**Problem to work on:**
Update the material below so that every "rear wing" becomes "spoiler" and nothing else changes. Leave the pictures out of your answer.

Extracted data entries:

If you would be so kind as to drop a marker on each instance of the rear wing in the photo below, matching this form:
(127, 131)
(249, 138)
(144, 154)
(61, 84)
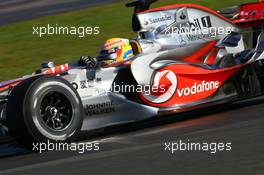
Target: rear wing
(245, 15)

**Solution to this exercise:**
If you would be so kind as to drop a marker on each instance of the spoiler in the photo below, matching this form:
(127, 131)
(249, 138)
(144, 154)
(61, 84)
Target: spoiler
(245, 15)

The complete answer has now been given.